*LIST OF TASKS*.
**A.** In the passage on tensor rank and shape, what shape does the 2 by 3 matrix have?
**B.** Extend the passage on tensors in Keanu, picking up right after its final sentence.

*EXERCISE TEXT*.
※ ※ ※

Tensor rank and shape
Tensors in most cases can be thought of as nested arrays of values that can have any number
of dimensions. A tensor with one dimension can be thought of as a vector, a tensor
with two dimensions as a matrix and a tensor with three dimensions can be thought of as a cuboid.
The number of dimensions a tensor has is called its rank
and the length in each dimension
describes its shape
.
For example, a 2 by 3 matrix:
1 2 3
4 5 6
has a rank
of 2
, a shape
of [2, 3]
and a length
of 6.
If you are struggling to get your head around the notion of a tensor, this article attempts to provide some intuition on what tensors are and how you can use them.
Tensors in Keanu
Tensors can be extremely powerful as a way to represent large data sets or a way to very efficiently do the same operation on many different pieces of data. This is because tensor operations can be done on the GPU.
For example, if we have two lists of numbers and some observation on their product then it’s much more efficient and much cleaner to describe this using tensors.
Creating Tensors
Nearly everything in Keanu supports Tensors. But how do you create one?
Let’s create vectors of doubles, integers and booleans that share the same value.
DoubleTensor dTensor = DoubleTensor.create(5, new long[]{1, 4}); //[5, 5, 5, 5]
IntegerTensor iTensor = IntegerTensor.create(1, new long[]{1, 4}); //[1, 1, 1, 1]
BooleanTensor bTensor = BooleanTensor.create(true, new long[]{1, 4}); //[true, true, true, true]
Let’s make some 2x2 matrices of doubles, integers and booleans.

※ ※ ※

*SUPPLIED MATERIAL*.
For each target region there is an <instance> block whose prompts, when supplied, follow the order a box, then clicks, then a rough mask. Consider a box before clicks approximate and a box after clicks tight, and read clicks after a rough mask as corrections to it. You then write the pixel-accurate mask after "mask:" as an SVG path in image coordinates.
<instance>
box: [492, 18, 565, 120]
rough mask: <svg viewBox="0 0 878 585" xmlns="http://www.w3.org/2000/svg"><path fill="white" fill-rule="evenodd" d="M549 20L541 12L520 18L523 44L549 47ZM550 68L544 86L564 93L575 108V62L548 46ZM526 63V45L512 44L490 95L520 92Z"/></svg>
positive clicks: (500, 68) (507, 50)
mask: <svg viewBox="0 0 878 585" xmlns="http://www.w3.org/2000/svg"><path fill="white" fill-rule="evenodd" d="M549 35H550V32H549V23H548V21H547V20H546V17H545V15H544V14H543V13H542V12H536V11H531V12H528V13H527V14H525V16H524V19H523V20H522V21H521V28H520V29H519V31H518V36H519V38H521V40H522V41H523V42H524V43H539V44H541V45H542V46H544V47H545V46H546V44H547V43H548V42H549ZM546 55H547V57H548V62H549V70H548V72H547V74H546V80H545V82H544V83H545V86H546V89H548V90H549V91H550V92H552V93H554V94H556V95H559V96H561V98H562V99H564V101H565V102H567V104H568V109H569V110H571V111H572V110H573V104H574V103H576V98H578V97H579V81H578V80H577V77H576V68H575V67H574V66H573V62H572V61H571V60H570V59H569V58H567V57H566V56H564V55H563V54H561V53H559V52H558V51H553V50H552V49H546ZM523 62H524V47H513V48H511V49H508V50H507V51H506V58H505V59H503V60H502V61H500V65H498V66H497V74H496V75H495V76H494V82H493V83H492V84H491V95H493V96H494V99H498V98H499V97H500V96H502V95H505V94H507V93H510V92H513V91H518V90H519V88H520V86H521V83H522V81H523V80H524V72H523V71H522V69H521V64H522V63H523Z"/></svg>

※ ※ ※

*TASK-BY-TASK RESULTS*.
**A.** [2, 3]

**B.**
DoubleTensor dTensor = DoubleTensor.create(new double[]{0.5, 1.5, 2.5, 3.5}, new long[]{2, 2});
IntegerTensor iTensor = IntegerTensor.create(new int[]{1, 2, 3, 4}, new long[]{2, 2});
BooleanTensor bTensor = BooleanTensor.create(new boolean[]{true, true, false, false}, new long[]{2, 2});
Want to change the shape of your tensor on the fly? You have to make sure the proposed shape is the same length as the original. For example, you can change a 2x2 tensor to a 1x4 tensor, but you can’t change a 2x2 tensor to a 2x3 tensor.
Here’s how to do that in Keanu:
DoubleTensor tensor = DoubleTensor.create(new double[]{0.5, 1.5, 2.5, 3.5}, new long[]{2, 2});
tensor.getShape(); //[2, 2]
tensor.reshape(1, 4);
tensor.getShape(); //[1, 4]
Tensor Operations
What operations can I apply to tensors?
Here’s a small example of the power of tensors. All of these operations apply to each value in the tensor.
DoubleTensor tensor = DoubleTensor.create(new double[]{1, 2, 3, 4}, new long[]{2, 2});
tensor.plus(1.0); // [2, 3, 4, 5]
tensor.times(2.0); // [4, 6, 8, 10]
tensor.pow(2); // [16, 36, 64, 100]
tensor.sin(); // [-0.2879, -0.9918, 0.9200, -0.5064]
double sum = tensor.sumNumber(); // -0.86602...
A complete list of tensor operations is available here:
Creating Vertices with Tensors
Let’s say I want to create a vector of 100 Gaussians all with a mu of 0 and a sigma of 1. This is how you do that in Keanu:
GaussianVertex vertex = new GaussianVertex(new long[]{1, 100}, 0, 1);
In this example, Keanu has expanded out its mu and sigma into a vector of 100 identical mus and sigmas. It has then used this to create a GaussianVertex with a vector of 100 values. Each of these values map to a Gaussian distribution with the corresponding mu and sigma from the vector of 100 identical mus and sigmas.
DoubleTensor samples = vertex.sample();
samples.getShape(); //[1, 100]
samples.getLength(); //100
samples.getValue(0, 50); //Returns the sample of the 50th Gaussian
But what if you want each of those Gaussian distributions to have different mus and sigmas? It is possible to instantiate a Gaussian vertex and rather than passing a scalar value for either mu or sigma, you can instead pass it a vector of mus and sigmas. In this case, you must make sure that the size of the mu and sigma vectors match the size of the GaussianVertex you are creating or are scalar.
long[] shape = new long[]{3, 1};
DoubleVertex mu = new ConstantDoubleVertex(new double[]{1, 2, 3});
GaussianVertex vertex = new GaussianVertex(shape, mu, 0);
/** Creates a GaussianVertex that looks like...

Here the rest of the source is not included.